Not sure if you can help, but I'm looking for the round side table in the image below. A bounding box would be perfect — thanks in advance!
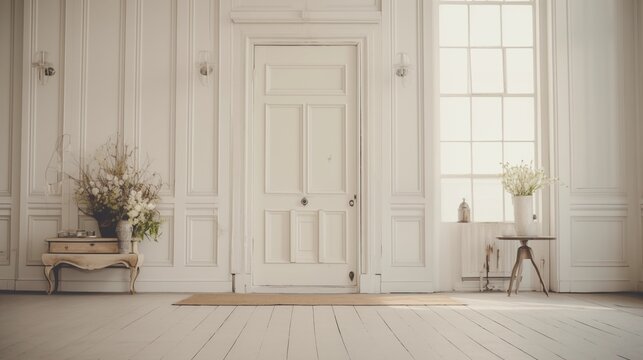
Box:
[496,236,556,296]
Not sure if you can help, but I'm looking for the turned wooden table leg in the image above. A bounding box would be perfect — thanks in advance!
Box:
[515,260,523,295]
[507,247,522,296]
[44,265,55,294]
[529,247,549,296]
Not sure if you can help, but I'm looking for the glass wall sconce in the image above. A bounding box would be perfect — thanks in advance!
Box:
[394,52,411,78]
[32,51,56,85]
[198,50,215,86]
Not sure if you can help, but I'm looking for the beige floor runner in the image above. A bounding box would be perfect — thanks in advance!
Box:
[174,293,463,306]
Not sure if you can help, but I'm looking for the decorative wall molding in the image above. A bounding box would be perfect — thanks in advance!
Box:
[390,0,424,197]
[230,11,381,24]
[186,0,218,197]
[0,0,16,197]
[570,216,628,267]
[134,0,178,197]
[0,212,10,265]
[185,208,218,267]
[26,210,61,266]
[27,0,65,197]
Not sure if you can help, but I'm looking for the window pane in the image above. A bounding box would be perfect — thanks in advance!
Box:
[471,49,504,93]
[473,178,504,222]
[504,142,534,165]
[472,97,502,140]
[472,142,502,174]
[441,97,471,141]
[440,49,469,94]
[442,178,472,222]
[504,191,514,222]
[440,5,468,47]
[506,49,534,94]
[504,97,535,140]
[502,5,533,47]
[441,142,471,174]
[470,5,501,47]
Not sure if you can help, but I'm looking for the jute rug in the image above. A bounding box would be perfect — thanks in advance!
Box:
[174,293,462,306]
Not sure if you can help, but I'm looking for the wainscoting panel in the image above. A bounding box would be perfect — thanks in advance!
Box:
[137,0,177,197]
[138,208,174,266]
[571,216,628,267]
[0,0,13,197]
[567,0,628,195]
[28,0,64,197]
[390,0,423,196]
[26,209,62,266]
[187,0,218,197]
[551,0,640,292]
[185,208,218,267]
[82,0,124,158]
[0,212,9,265]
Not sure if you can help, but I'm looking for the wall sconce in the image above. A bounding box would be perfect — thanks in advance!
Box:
[32,51,56,85]
[198,51,214,86]
[394,52,411,78]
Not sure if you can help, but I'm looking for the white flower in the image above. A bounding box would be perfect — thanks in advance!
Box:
[147,203,156,210]
[89,181,95,186]
[135,204,142,212]
[123,174,128,180]
[128,210,139,219]
[91,188,99,195]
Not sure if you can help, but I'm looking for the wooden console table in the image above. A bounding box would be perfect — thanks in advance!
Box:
[497,236,555,297]
[42,253,144,294]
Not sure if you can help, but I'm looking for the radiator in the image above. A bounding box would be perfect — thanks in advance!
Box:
[460,223,518,279]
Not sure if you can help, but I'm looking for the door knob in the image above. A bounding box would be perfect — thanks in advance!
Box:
[301,197,308,206]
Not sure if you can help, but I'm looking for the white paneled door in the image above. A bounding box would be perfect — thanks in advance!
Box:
[252,45,359,290]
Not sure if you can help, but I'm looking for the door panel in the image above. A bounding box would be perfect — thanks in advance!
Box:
[253,45,358,289]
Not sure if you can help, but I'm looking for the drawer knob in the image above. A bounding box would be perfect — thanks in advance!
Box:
[90,243,95,246]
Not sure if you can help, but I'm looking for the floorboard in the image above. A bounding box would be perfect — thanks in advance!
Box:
[0,292,642,360]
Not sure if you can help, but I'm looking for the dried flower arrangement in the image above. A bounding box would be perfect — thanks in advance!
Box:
[501,161,557,197]
[70,141,162,240]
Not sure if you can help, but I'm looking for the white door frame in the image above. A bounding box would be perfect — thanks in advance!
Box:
[249,41,363,293]
[224,22,384,293]
[250,44,361,293]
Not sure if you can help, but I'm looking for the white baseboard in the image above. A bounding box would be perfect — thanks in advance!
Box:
[358,274,381,293]
[557,279,633,293]
[14,279,232,293]
[380,281,434,293]
[246,286,357,293]
[0,279,16,291]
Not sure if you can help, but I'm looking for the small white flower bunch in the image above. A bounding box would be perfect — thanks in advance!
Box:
[126,189,157,226]
[501,161,557,196]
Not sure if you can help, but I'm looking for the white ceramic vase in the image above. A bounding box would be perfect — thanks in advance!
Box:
[513,195,537,236]
[116,220,132,254]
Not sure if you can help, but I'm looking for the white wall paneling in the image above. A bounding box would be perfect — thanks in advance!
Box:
[550,0,641,292]
[0,0,22,286]
[14,0,231,292]
[380,0,434,293]
[8,0,643,293]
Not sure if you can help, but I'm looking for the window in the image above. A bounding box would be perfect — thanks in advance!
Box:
[439,0,538,222]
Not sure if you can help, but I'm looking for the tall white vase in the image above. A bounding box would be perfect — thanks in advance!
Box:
[513,195,536,236]
[116,220,132,254]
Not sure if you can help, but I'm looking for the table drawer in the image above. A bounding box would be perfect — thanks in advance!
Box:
[49,241,119,254]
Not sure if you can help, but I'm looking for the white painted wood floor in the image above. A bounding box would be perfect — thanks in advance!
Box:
[1,292,642,360]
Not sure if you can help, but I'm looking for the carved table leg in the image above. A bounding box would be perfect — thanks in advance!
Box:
[129,266,140,294]
[44,265,55,294]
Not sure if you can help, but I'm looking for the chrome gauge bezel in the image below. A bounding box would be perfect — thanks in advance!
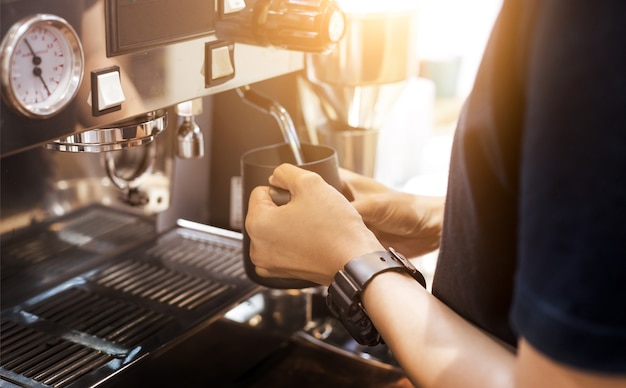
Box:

^^^^^^^^

• Task to complete
Word for word, retype the lines from the one with "the white painted" through the final line of the data, both included. No pictures belong in the copy.

• Answer to this problem
Not sure if you can help, but I'm looking for the white painted wood floor in the image above. A bounding box would be perfect — thanks in advance!
Box:
[1,292,642,360]
Not sure if you can help, but I'm looking for the carved table leg in the image above. A bounding box would be perfect — thanks in advance!
Box:
[129,266,140,294]
[44,265,55,294]
Not sure if you can help, but I'm looking for the chrome gauge bezel in the image below. A bounding box would be perfect — thanks in advance!
Box:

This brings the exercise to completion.